─── Working data

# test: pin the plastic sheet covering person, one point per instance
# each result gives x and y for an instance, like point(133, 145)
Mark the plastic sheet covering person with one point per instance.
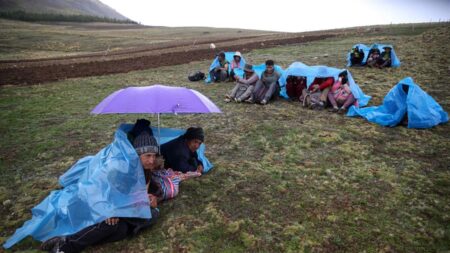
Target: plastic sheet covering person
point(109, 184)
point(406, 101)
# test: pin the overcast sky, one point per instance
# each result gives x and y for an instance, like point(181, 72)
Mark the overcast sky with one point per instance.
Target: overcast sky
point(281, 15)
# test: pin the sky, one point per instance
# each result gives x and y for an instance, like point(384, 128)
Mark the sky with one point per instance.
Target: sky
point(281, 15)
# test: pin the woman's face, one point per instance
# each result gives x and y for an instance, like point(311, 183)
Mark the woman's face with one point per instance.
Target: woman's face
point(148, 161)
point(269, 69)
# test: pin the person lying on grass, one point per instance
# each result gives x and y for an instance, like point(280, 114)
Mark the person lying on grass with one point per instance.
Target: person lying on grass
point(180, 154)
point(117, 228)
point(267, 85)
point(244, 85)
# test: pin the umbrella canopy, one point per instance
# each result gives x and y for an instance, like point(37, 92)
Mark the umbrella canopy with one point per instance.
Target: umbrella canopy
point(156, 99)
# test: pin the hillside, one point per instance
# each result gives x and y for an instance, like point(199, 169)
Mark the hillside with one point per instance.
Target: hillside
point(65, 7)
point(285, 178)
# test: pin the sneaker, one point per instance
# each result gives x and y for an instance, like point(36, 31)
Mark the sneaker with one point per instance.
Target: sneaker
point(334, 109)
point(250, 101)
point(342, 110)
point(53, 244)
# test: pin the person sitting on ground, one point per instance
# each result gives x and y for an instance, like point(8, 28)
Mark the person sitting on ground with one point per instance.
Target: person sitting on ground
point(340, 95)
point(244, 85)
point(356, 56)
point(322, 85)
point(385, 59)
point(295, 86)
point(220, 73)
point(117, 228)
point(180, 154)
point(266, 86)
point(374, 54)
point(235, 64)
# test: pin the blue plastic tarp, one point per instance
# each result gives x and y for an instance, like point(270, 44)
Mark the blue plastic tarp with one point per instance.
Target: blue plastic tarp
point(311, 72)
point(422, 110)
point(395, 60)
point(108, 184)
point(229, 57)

──────
─── Working data

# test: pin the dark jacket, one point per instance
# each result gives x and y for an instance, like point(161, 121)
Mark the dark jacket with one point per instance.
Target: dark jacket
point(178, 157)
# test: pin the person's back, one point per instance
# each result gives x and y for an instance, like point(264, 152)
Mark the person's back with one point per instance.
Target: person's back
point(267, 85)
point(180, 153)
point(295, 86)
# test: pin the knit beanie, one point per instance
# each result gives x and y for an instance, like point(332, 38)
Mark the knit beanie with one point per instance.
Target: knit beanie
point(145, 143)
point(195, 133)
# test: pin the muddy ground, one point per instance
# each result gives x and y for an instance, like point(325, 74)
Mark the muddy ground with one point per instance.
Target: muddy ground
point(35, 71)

──────
─── Working data

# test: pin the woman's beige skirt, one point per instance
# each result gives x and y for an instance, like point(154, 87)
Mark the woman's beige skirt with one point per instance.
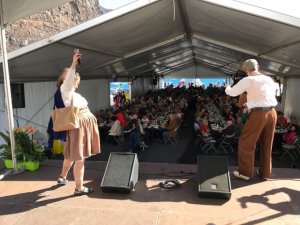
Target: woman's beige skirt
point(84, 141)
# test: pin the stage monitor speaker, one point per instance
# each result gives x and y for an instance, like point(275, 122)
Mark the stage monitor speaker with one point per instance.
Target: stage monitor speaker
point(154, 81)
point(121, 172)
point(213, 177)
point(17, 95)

──────

> [Exercise requirements]: Copy exactly the part of the material above that opens with the line containing "# test: pin the plastic" and closes with the line containing "like point(311, 183)", ends included. Drop the images.

> [Written response]:
# test: pin the plastic sheet covering person, one point per instance
# each result gives x and y for an instance, like point(133, 145)
Mark the plastic sheet covering person with one point per instance.
Target: plastic sheet covering person
point(109, 184)
point(406, 101)
# test: pin the overcast sky, one point per instance
# each result gives x and y for an instance, like point(181, 72)
Mark the overcast sky with one point per instance.
Target: overcast sky
point(281, 15)
# test: pin the sky, one point per instance
# each result gives x and y for an instance, like point(384, 128)
Mark the sky with one point per instance.
Target: sky
point(281, 15)
# test: pin the woman's face, one point per instance
# each result gives x and y for an instance, like point(311, 183)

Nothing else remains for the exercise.